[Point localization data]
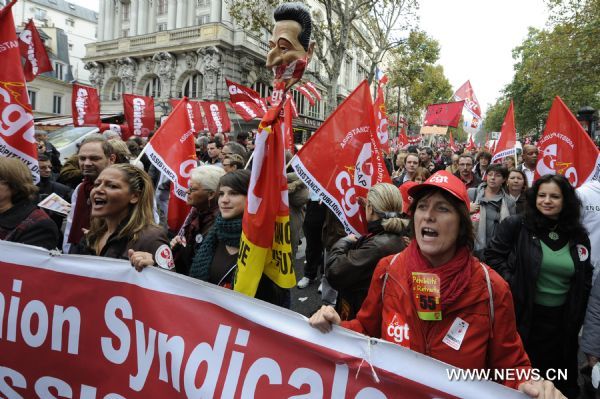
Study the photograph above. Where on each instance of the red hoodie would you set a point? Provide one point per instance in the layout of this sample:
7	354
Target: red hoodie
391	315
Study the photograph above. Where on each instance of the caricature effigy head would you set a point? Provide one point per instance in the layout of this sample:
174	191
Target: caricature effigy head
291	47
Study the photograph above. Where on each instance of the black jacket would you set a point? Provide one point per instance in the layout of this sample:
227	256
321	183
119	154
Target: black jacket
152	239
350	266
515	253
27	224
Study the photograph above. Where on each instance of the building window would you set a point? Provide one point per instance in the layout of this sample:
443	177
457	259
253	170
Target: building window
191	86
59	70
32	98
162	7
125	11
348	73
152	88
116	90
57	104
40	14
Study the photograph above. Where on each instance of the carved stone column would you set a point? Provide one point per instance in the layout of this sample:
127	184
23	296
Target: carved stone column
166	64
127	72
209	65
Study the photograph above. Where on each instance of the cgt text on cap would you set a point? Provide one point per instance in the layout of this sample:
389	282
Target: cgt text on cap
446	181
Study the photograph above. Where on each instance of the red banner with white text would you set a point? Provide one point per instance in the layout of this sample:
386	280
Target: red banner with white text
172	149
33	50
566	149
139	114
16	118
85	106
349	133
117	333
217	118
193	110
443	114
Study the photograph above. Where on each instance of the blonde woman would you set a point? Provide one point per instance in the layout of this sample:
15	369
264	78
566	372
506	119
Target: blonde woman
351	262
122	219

- Exercise aim -
Filtering the entries above by the word "instance", copy each line that matches.

- Answer to this exercise -
Study the photograph above. Where on each instance of the red hoodie would you set a point? Provide one point per instance in the layout of this sample:
Study the photograph above. Where on each instance of the caricature effigy head would you set a point? Provide one point per instance in the layout of this sample:
Study the photograph above. Where on each instance of the black jacket would you set a point? Provide one point per instance in the layout of this sample:
Study the photograph above. Where on each instance of the building window would you set a point? Provide one point per instance in the layout of this sample:
Study the photograph above. Where on each instance of the carved stone column would you set a point? Provide one point per instance in the layout of this sample:
Study the photograph above. Where on each instance of the cgt text on cap would you set a point? Provide one point per instance in the layout of this sample:
Study the photograph above. Where on each instance of the red banner with white text would you set a point? Provide one point per instance in the layout of this sample:
Study the photograph above. Where on each instance of the blonde woman would you set a point? Provide one point per instance in the layout of this sample:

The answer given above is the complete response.